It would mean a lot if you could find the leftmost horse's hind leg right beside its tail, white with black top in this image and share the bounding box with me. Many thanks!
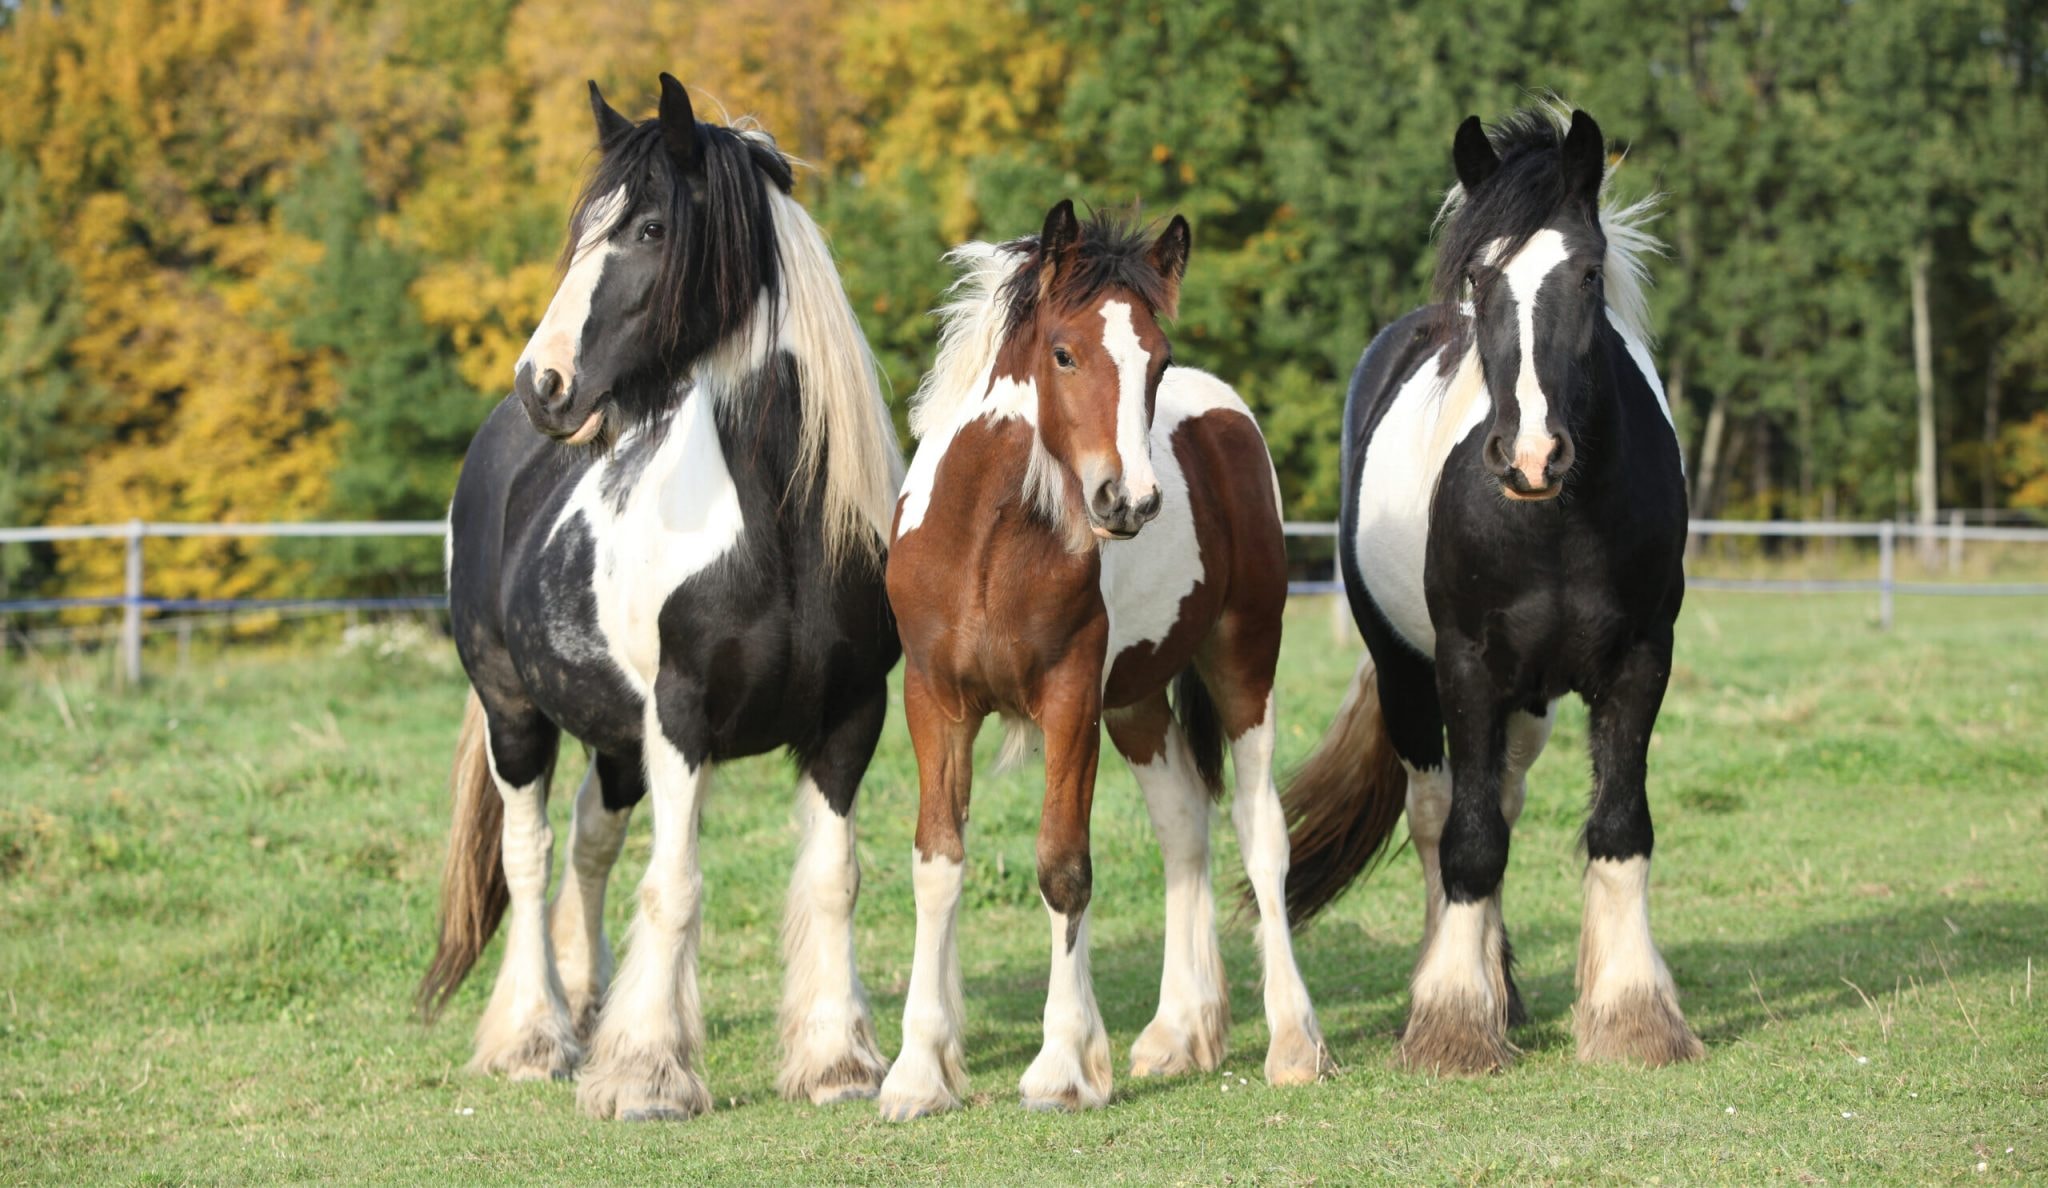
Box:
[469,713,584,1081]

____

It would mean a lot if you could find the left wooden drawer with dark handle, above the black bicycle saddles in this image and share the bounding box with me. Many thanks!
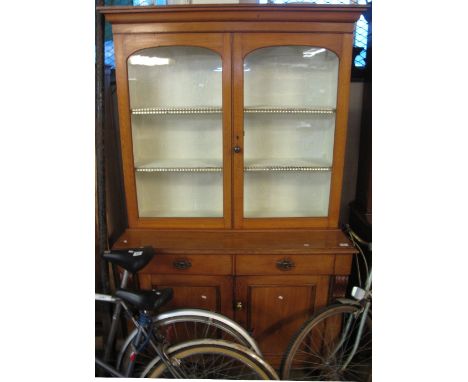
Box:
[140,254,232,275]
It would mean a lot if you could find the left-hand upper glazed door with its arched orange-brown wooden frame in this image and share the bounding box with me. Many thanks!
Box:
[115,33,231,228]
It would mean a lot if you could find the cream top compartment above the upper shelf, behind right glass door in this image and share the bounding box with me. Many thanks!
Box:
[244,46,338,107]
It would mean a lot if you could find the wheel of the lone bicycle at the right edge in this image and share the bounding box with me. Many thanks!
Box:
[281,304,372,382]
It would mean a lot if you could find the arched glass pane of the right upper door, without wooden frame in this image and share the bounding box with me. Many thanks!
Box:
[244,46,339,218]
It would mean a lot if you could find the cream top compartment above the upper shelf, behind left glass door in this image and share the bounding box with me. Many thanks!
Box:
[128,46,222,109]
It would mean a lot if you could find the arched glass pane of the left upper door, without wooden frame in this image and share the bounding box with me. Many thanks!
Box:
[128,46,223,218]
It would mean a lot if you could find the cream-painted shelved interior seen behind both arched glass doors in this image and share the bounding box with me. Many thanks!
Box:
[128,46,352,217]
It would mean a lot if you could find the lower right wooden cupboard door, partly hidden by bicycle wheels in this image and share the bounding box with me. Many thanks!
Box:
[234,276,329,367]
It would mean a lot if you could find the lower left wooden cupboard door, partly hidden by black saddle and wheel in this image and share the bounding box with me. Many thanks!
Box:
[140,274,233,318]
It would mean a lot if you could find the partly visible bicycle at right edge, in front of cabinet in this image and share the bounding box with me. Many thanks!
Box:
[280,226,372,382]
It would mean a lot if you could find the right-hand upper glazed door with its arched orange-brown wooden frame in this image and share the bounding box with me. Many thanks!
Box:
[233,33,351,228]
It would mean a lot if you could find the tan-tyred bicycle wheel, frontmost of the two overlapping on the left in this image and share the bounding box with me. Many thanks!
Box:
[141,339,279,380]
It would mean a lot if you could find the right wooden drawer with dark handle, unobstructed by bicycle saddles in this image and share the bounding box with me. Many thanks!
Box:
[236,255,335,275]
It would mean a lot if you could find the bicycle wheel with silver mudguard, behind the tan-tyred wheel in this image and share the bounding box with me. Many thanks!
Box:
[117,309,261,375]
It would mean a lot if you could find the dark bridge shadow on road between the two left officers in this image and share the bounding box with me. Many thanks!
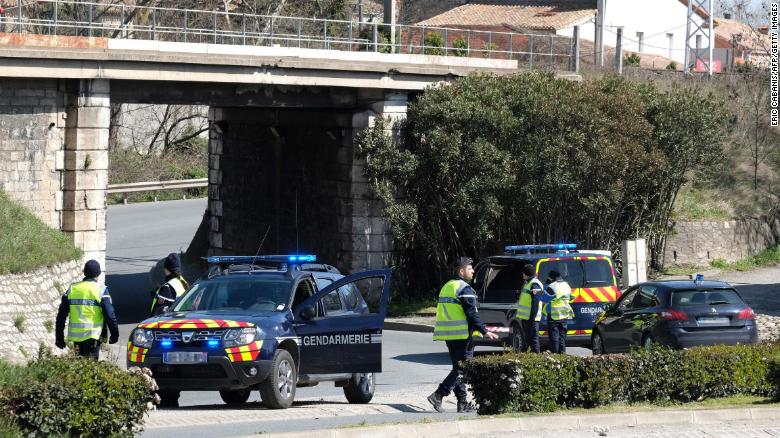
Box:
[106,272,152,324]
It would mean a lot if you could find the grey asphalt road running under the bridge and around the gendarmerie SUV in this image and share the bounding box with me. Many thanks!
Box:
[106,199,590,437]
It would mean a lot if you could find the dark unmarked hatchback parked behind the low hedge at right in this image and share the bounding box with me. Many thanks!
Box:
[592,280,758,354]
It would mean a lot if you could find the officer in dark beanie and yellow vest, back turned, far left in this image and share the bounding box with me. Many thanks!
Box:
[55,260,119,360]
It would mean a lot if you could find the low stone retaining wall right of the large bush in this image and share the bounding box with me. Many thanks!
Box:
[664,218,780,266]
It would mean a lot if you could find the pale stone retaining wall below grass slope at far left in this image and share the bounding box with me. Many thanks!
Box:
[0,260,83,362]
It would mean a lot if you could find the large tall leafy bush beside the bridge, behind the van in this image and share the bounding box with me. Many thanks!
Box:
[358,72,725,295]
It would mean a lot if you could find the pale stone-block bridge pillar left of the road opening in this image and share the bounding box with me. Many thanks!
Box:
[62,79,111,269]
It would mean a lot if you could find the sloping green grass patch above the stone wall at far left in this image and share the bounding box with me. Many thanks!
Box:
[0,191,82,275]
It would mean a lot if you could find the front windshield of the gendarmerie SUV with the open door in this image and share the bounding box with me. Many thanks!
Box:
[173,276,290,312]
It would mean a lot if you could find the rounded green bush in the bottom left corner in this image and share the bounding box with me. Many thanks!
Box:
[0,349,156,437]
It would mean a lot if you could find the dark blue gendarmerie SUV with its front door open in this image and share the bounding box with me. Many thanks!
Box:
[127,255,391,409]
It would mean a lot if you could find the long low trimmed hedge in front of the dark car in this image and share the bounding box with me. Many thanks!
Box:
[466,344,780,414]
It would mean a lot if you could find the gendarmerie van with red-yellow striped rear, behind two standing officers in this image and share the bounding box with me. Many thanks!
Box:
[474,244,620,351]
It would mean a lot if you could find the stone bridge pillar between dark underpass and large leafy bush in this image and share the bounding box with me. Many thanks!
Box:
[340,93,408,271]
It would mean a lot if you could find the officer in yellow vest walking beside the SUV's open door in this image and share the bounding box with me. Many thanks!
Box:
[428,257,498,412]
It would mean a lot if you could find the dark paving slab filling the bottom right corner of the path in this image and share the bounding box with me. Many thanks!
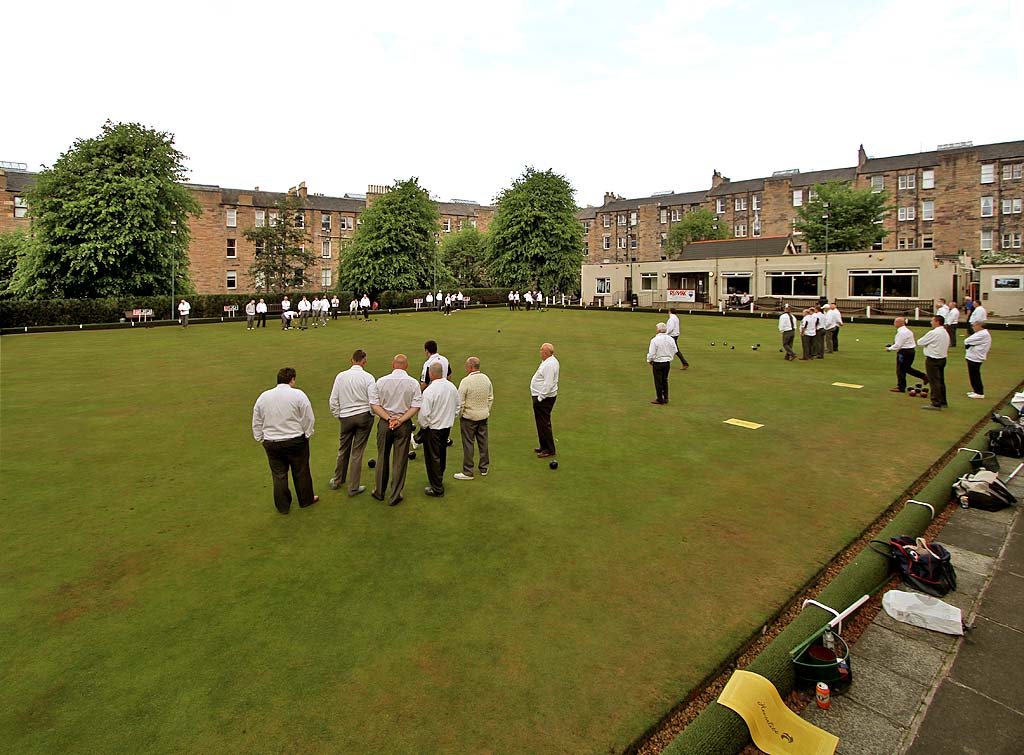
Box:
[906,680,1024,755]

____

■ ABOUT THIS EXERCISE
Each line that contains the string "cream" should be copied from the data above.

■ TASK SOLUTION
It would mean a lot if you could find the cream top compartment above the upper shelf, behind right glass door in this image and share the bounding box with me. Many thanks!
It would mean a lot if you could find the cream top compartment above the upper shelf, behind left glass door in this image and share the bounding box with me. Many thanks!
It would mean a lot if you could find the cream-painted shelved interior seen behind both arched glass doors in this image and share the bounding box with me. Many thanks!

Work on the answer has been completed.